──────── Dataset content

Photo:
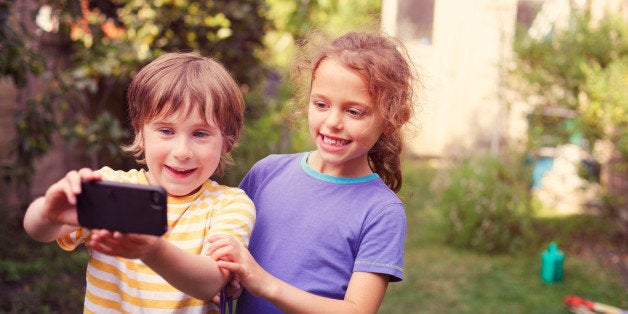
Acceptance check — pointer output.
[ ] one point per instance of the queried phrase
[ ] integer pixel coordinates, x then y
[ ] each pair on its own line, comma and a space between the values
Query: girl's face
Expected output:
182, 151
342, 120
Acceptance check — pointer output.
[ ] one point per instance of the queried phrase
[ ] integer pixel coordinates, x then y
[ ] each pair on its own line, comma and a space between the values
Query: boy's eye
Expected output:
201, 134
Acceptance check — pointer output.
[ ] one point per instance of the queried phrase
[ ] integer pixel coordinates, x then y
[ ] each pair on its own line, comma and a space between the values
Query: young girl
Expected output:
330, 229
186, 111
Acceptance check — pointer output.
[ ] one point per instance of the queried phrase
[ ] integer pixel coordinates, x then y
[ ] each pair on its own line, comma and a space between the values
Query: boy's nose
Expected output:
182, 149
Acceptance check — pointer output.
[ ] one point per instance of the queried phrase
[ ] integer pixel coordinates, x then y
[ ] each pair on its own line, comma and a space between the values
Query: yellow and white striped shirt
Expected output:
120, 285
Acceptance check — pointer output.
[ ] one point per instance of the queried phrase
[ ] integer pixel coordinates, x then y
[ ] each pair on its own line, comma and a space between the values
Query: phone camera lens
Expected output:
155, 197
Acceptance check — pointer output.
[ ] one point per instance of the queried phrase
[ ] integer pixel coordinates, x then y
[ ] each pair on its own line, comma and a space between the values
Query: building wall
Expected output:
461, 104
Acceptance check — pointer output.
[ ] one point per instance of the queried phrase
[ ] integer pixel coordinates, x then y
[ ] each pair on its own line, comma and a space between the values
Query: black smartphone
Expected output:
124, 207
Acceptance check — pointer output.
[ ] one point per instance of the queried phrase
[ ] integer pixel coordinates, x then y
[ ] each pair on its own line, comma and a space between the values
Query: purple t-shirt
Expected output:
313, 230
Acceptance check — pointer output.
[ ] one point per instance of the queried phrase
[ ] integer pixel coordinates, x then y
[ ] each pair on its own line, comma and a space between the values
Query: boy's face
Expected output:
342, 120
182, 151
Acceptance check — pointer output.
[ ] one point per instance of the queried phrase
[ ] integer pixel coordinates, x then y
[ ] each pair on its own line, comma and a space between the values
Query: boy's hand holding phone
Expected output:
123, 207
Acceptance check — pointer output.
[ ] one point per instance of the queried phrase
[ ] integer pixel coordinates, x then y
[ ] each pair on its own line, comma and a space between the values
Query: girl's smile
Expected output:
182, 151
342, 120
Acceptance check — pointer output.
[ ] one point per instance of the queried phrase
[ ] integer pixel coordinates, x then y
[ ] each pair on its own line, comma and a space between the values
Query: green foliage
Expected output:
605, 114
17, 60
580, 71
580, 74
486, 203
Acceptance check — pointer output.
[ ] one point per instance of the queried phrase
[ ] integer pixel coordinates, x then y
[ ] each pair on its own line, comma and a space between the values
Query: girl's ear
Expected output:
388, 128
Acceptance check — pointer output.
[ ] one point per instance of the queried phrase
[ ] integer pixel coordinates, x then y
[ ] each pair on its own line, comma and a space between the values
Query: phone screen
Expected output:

────────────────

(Given request): Extract the full listing above verbatim; pictures are to be left out of the copy.

(Solution below):
Photo:
Acceptance check — pointer output.
[ ] one point per instance of the queried phrase
[ ] integer pixel coordinates, x then y
[ ] each pair on its own line, comma and a space between the values
Query: girl's face
Expected output:
182, 151
342, 120
Acceptance check — pointer output.
[ ] one point per instance of the queried phrase
[ ] integer pixel coordinates, x then y
[ ] each pair on its own line, comma and a space between the values
Query: boy's eye
Expected output:
201, 134
Acceptance check — pointer output.
[ ] one point per instance of the queried phrase
[ ] integer pixel coordinates, x then y
[ ] each pair on its own line, comma and a space between the values
Query: young girl
Expected output:
330, 229
186, 111
Acceptance check — pointer output.
[ ] one point per instance of the queried phrase
[ ] integer pixel coordinates, x then y
[ ] each pair on its own line, comma and a space between the values
Query: boy's nose
Expected output:
182, 149
Acceptance check — pointer output.
[ ] one point per instance of the queried phrase
[ ] integer pixel coordinates, x then y
[ ] each pair on its own line, comma and a space between the values
Query: yellow and white striped shirt
Expected output:
120, 285
Acceptance check — pointer output.
[ ] one point per instance of the queried phrase
[ ] integer pixel coordinates, x then y
[ ] each pair on its own line, comma and a space between the values
Query: phone camera lens
Expected output:
155, 197
Acceptance check — pointer output.
[ ] one point per instance of the queried phrase
[ ] integer pixel coordinates, x then y
[ ] each pair on its own line, comma and a space between the values
Query: building wall
Expected output:
461, 104
Acceptance check — pointer output.
[ ] one point per instance of the queried phrase
[ ] integer pixel coordinates, x then y
[ ] each pair on its own line, comma and a space between the values
Query: black smartphone
Expected output:
124, 207
Acceptance check — pointer output.
[ ] one point per instance of the queried phrase
[ ] integer pixel coordinates, x then y
[ ] each pair on its own line, comma and a space between the values
Query: purple t-shirt
Expected output:
313, 230
Acceptance check — pointer output.
[ ] one point per instance of the queried phrase
[ ] integer pixel coordinates, x then y
[ ] each pair on its own line, comma and a space between the values
Query: boy's face
Expected output:
342, 120
182, 151
Acceptance check — pointer output.
[ ] one point per instance of the queried phrase
[ ] integer pixel coordinates, x then y
[ ] each pair on its own line, comma and a space between the values
Query: boy's hand holding phone
Expected output:
123, 207
Acceptance check — pointer output.
[ ] one point per instance of the queried phrase
[ ] integer pixel coordinates, x then y
[ ] each pair on its own line, comma and a space between the values
Query: girl's smile
Expected output:
182, 151
342, 120
Acceptance check — pointer output.
[ ] one point per instance of the queried phrase
[ ] integer pixel coordinates, x then y
[ ] each pair on its own line, comma and a space between the values
Query: green foliage
Expected output:
605, 114
17, 60
580, 71
580, 74
486, 203
Acceptance check — pointer output.
[ ] one point per instance of the queried phrase
[ ] integer pixel coordinates, x then y
[ ] each pair on its own line, comma and a space between the values
Query: girl's ear
Expected output:
388, 128
Acceptance check — pointer output.
[ ] one point per instance of the queried phrase
[ ] integer pixel coordinates, x then y
[ ] each pair on its own line, comma and a space between the values
Query: phone screen
Expected output:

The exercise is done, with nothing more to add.